■ Input records:
□ □ □ □

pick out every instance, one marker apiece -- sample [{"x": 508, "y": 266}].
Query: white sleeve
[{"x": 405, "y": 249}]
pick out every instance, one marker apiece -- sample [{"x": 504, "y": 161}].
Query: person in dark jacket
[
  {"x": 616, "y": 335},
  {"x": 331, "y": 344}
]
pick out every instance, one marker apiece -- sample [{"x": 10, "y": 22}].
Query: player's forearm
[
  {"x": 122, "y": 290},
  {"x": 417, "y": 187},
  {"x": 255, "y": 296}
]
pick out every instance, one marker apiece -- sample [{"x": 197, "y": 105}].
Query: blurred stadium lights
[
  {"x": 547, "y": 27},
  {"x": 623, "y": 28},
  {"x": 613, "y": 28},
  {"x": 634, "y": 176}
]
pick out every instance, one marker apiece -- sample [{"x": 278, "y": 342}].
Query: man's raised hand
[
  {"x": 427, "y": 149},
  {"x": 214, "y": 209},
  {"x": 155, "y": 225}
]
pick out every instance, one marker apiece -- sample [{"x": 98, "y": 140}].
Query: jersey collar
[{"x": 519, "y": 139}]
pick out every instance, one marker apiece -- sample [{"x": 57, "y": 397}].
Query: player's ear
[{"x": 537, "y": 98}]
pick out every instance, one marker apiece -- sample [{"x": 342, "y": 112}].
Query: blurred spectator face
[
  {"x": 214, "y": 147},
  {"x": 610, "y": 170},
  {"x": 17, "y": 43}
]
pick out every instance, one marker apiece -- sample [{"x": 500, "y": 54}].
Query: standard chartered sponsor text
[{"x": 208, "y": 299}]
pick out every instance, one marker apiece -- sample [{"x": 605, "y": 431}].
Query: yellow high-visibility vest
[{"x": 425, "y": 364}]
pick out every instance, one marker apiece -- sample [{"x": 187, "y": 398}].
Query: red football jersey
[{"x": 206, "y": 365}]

□ □ □ □

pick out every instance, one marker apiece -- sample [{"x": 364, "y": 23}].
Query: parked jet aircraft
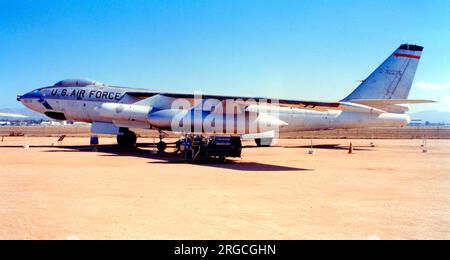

□ □ □ □

Each line of the data that includes "instance" should be copied.

■ Response to the task:
pick out every instance, one marker apiece -- sample [{"x": 508, "y": 266}].
pick out every instance, one marker apiece -- sample [{"x": 504, "y": 161}].
pick out every instance, one marker apiece -- sample [{"x": 10, "y": 22}].
pick out every instance, one marker apiece -- sample [{"x": 197, "y": 105}].
pick out every instance, one marker apiece -- sample [{"x": 278, "y": 342}].
pick out every instance, one marker apiece -- sample [{"x": 98, "y": 140}].
pick out every instance, one marker apiece -- sample [{"x": 57, "y": 397}].
pick out every instance, one marker apiece -- sample [{"x": 342, "y": 112}].
pick out every instance, one marker apiece -- sample [{"x": 500, "y": 54}].
pick out every instance, one marker apiece -- sample [{"x": 605, "y": 431}].
pick out every instance, one marker apiece -- sample [{"x": 187, "y": 398}].
pick out every instance, one marker apiece -- sample [{"x": 364, "y": 23}].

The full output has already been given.